Available data Start Marker

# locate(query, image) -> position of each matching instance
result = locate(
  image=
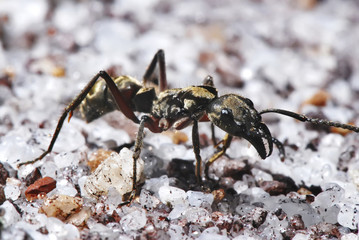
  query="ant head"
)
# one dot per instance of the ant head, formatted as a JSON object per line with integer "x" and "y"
{"x": 237, "y": 116}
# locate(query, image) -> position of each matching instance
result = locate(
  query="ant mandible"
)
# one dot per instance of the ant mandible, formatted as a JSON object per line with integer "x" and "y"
{"x": 178, "y": 108}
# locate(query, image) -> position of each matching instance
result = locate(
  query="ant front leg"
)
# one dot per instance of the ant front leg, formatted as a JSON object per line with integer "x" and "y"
{"x": 226, "y": 143}
{"x": 196, "y": 150}
{"x": 121, "y": 103}
{"x": 149, "y": 75}
{"x": 208, "y": 81}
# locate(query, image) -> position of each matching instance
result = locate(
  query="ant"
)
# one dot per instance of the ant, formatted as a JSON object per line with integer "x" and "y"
{"x": 178, "y": 108}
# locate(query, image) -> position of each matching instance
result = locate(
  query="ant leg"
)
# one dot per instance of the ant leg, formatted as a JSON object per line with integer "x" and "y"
{"x": 208, "y": 81}
{"x": 303, "y": 118}
{"x": 76, "y": 102}
{"x": 213, "y": 135}
{"x": 196, "y": 150}
{"x": 226, "y": 143}
{"x": 136, "y": 154}
{"x": 159, "y": 59}
{"x": 280, "y": 147}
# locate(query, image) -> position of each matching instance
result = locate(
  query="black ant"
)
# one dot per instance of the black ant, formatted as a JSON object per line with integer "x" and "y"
{"x": 178, "y": 108}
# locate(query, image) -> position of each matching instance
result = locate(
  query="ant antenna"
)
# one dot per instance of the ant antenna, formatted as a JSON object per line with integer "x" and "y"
{"x": 303, "y": 118}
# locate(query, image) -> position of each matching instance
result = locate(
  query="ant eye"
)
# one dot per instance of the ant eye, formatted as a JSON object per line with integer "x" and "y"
{"x": 249, "y": 102}
{"x": 226, "y": 112}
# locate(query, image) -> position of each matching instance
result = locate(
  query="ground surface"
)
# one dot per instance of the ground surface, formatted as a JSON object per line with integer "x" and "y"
{"x": 297, "y": 55}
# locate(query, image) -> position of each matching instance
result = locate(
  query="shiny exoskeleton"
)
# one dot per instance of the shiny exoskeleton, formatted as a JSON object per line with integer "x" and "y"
{"x": 178, "y": 108}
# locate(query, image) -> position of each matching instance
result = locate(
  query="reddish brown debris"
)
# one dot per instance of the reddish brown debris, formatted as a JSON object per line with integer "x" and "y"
{"x": 40, "y": 188}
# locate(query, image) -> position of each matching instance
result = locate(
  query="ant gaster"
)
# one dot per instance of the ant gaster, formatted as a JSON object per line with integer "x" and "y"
{"x": 178, "y": 108}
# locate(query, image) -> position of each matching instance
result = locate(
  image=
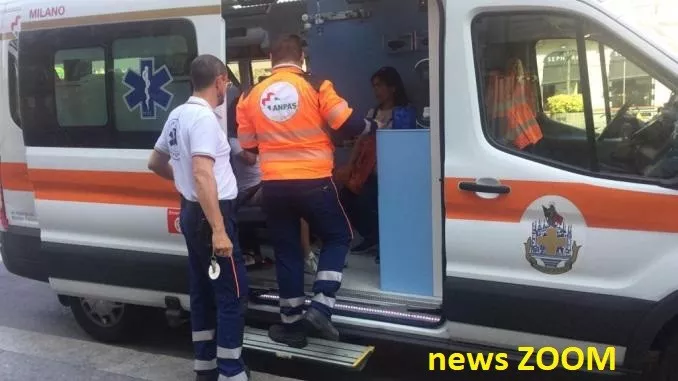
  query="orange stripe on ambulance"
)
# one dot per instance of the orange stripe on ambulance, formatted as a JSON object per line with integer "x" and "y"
{"x": 544, "y": 359}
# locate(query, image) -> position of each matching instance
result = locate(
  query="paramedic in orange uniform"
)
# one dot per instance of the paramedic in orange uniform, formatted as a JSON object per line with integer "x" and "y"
{"x": 283, "y": 119}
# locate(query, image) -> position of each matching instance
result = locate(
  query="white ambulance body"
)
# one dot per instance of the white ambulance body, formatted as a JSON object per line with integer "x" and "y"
{"x": 485, "y": 244}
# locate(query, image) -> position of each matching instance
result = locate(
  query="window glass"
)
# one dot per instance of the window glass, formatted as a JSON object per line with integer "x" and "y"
{"x": 151, "y": 78}
{"x": 235, "y": 69}
{"x": 12, "y": 83}
{"x": 81, "y": 92}
{"x": 534, "y": 78}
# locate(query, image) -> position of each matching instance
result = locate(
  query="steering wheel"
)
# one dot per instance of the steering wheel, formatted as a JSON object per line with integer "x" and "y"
{"x": 618, "y": 117}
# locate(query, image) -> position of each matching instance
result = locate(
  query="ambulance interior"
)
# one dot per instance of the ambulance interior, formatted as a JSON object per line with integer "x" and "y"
{"x": 346, "y": 42}
{"x": 627, "y": 128}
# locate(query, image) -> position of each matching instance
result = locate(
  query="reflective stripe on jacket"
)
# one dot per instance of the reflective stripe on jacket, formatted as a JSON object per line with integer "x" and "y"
{"x": 285, "y": 117}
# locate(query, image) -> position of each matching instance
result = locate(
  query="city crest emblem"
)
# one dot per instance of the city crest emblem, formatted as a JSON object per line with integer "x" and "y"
{"x": 551, "y": 248}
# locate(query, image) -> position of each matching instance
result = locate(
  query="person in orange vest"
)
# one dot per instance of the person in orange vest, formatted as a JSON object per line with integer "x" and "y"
{"x": 288, "y": 119}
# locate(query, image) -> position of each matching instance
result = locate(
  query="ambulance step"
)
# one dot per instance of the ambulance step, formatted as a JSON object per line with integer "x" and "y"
{"x": 340, "y": 354}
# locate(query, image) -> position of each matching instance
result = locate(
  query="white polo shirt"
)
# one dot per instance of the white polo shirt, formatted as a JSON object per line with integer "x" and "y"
{"x": 193, "y": 129}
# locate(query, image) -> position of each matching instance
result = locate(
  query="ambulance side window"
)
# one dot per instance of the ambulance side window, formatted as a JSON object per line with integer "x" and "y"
{"x": 162, "y": 65}
{"x": 80, "y": 87}
{"x": 13, "y": 89}
{"x": 103, "y": 86}
{"x": 552, "y": 92}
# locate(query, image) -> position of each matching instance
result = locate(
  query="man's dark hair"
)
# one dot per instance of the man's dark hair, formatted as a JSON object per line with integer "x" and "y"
{"x": 287, "y": 48}
{"x": 204, "y": 71}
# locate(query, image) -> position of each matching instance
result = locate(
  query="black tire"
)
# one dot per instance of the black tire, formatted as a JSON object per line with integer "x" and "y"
{"x": 668, "y": 360}
{"x": 126, "y": 321}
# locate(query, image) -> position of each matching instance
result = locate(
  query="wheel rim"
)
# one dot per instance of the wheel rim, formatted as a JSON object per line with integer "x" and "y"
{"x": 102, "y": 312}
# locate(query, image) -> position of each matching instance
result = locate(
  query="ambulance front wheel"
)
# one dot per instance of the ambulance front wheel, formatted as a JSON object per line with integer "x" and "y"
{"x": 105, "y": 321}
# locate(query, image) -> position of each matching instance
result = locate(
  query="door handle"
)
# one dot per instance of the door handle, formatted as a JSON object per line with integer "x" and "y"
{"x": 483, "y": 188}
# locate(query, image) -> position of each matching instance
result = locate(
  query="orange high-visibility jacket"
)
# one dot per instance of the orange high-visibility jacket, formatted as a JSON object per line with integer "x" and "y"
{"x": 510, "y": 110}
{"x": 284, "y": 117}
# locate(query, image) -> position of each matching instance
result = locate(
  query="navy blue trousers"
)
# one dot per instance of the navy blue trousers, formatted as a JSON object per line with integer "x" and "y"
{"x": 316, "y": 201}
{"x": 217, "y": 306}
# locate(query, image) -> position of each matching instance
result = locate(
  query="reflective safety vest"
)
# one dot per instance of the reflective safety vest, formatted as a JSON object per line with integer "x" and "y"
{"x": 509, "y": 100}
{"x": 285, "y": 116}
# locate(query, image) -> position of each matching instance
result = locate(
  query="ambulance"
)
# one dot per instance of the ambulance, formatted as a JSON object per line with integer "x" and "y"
{"x": 503, "y": 224}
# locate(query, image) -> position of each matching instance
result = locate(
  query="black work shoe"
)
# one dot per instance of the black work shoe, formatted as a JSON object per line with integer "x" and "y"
{"x": 320, "y": 325}
{"x": 292, "y": 336}
{"x": 214, "y": 376}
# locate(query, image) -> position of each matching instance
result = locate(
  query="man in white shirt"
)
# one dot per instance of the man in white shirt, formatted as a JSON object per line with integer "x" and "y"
{"x": 193, "y": 151}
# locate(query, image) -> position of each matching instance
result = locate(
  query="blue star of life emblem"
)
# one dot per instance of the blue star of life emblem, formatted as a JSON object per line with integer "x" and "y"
{"x": 147, "y": 88}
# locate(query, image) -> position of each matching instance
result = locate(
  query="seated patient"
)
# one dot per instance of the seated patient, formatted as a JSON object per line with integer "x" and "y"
{"x": 359, "y": 176}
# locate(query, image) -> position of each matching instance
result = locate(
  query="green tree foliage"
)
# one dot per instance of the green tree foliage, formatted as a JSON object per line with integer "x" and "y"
{"x": 565, "y": 103}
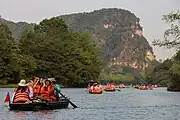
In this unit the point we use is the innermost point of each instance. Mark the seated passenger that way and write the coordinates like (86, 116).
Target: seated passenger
(57, 88)
(47, 91)
(22, 93)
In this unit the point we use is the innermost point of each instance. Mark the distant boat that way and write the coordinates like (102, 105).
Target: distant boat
(94, 87)
(110, 88)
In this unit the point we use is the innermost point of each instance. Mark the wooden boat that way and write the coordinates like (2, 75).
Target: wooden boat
(121, 86)
(43, 105)
(94, 90)
(112, 90)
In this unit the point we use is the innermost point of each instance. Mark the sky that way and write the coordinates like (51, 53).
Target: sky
(149, 11)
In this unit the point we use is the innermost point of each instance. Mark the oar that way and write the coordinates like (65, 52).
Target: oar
(69, 101)
(118, 89)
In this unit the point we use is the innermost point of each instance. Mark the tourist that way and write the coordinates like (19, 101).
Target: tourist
(22, 93)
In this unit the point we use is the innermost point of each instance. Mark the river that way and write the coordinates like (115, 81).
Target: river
(128, 104)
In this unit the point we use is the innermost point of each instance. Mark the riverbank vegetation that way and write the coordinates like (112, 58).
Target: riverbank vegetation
(49, 48)
(168, 72)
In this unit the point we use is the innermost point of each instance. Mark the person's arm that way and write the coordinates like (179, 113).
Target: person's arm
(31, 92)
(58, 88)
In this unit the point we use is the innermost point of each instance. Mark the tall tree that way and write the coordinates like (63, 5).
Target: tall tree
(172, 40)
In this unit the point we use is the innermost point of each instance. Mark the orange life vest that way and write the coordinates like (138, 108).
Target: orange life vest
(48, 92)
(21, 96)
(36, 90)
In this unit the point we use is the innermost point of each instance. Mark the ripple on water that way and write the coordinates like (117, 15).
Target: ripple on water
(129, 104)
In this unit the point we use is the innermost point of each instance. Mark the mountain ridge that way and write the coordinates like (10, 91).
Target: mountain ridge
(116, 31)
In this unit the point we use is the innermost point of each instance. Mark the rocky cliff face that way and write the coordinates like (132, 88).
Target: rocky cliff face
(119, 33)
(116, 31)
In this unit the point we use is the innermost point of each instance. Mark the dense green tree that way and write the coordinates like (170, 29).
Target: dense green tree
(172, 40)
(71, 57)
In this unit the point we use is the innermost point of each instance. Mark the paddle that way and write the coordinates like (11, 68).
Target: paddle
(69, 101)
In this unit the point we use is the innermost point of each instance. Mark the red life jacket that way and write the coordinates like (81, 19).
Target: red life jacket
(48, 93)
(21, 96)
(36, 90)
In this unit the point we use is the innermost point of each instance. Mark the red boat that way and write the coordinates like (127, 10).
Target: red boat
(110, 88)
(121, 86)
(94, 87)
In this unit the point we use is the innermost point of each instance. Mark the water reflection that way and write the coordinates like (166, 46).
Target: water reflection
(128, 104)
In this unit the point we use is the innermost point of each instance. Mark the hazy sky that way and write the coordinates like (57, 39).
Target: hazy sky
(149, 11)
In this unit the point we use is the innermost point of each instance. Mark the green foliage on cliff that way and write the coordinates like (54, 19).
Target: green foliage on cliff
(112, 30)
(168, 73)
(49, 49)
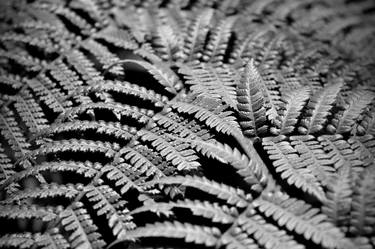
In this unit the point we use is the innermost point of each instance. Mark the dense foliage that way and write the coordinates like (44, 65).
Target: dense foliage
(231, 124)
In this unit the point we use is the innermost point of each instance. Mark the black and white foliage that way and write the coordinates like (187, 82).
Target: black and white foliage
(187, 124)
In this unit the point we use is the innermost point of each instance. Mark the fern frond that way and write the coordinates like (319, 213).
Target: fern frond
(139, 162)
(82, 231)
(31, 114)
(104, 56)
(176, 152)
(117, 130)
(313, 157)
(362, 214)
(86, 169)
(45, 45)
(211, 114)
(52, 97)
(67, 78)
(6, 166)
(19, 240)
(163, 74)
(199, 235)
(217, 45)
(78, 145)
(211, 81)
(27, 212)
(300, 217)
(318, 109)
(354, 105)
(364, 148)
(127, 88)
(294, 101)
(289, 165)
(117, 37)
(84, 67)
(174, 124)
(339, 192)
(245, 167)
(117, 109)
(266, 234)
(68, 191)
(109, 203)
(224, 192)
(12, 134)
(340, 152)
(120, 176)
(251, 102)
(212, 211)
(195, 36)
(168, 43)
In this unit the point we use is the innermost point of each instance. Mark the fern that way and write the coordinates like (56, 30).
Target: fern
(187, 124)
(250, 103)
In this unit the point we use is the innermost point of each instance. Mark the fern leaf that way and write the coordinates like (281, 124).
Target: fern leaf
(174, 124)
(355, 104)
(31, 114)
(19, 240)
(221, 121)
(117, 37)
(294, 102)
(82, 231)
(300, 217)
(109, 203)
(68, 191)
(212, 211)
(211, 81)
(27, 212)
(364, 148)
(190, 233)
(339, 198)
(78, 145)
(161, 73)
(118, 110)
(318, 109)
(177, 153)
(103, 55)
(340, 152)
(117, 130)
(127, 88)
(217, 45)
(168, 43)
(363, 203)
(121, 178)
(224, 192)
(139, 162)
(6, 167)
(196, 35)
(245, 167)
(87, 169)
(286, 161)
(313, 157)
(251, 103)
(266, 234)
(12, 133)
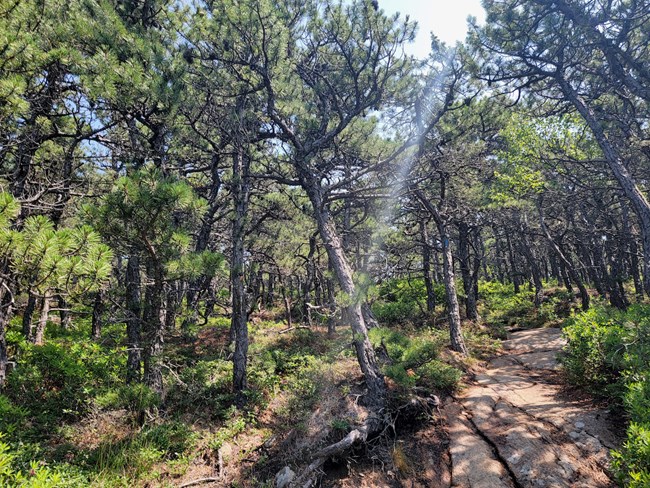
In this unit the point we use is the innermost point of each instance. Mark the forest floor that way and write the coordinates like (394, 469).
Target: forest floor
(516, 424)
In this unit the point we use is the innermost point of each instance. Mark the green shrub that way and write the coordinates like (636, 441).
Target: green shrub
(414, 360)
(631, 464)
(401, 300)
(204, 387)
(608, 351)
(39, 476)
(136, 398)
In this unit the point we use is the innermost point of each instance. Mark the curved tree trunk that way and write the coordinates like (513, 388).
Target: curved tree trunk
(619, 170)
(568, 265)
(133, 310)
(376, 397)
(455, 333)
(239, 323)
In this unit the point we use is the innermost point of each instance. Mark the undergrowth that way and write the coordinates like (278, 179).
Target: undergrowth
(608, 352)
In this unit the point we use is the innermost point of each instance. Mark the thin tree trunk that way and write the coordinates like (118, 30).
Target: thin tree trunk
(239, 325)
(464, 260)
(568, 265)
(455, 331)
(513, 263)
(620, 172)
(426, 267)
(28, 314)
(98, 310)
(154, 327)
(6, 312)
(133, 321)
(376, 398)
(39, 332)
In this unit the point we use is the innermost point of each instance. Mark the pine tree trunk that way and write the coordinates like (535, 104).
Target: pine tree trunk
(96, 321)
(426, 267)
(6, 312)
(28, 314)
(133, 321)
(468, 282)
(456, 337)
(39, 332)
(620, 172)
(376, 398)
(153, 325)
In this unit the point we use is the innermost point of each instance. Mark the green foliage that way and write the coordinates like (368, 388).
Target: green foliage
(136, 398)
(414, 360)
(42, 258)
(39, 476)
(608, 351)
(56, 382)
(502, 306)
(401, 300)
(134, 457)
(203, 387)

Available data End Marker

# Task statement
Only one stretch of the entries above is wanted: the lines from the one containing "like (278, 179)." through the one containing "like (118, 30).". Please reproduce it exactly.

# Response area
In this unit the point we use is the innermost point of each instance. Mark the undergrowth that way and write the coordinates like (278, 179).
Target: undergrowth
(608, 352)
In this unit the point we use is the innermost point of each instance. Mark the thin tree trunk that way and write the coordinates like (118, 30).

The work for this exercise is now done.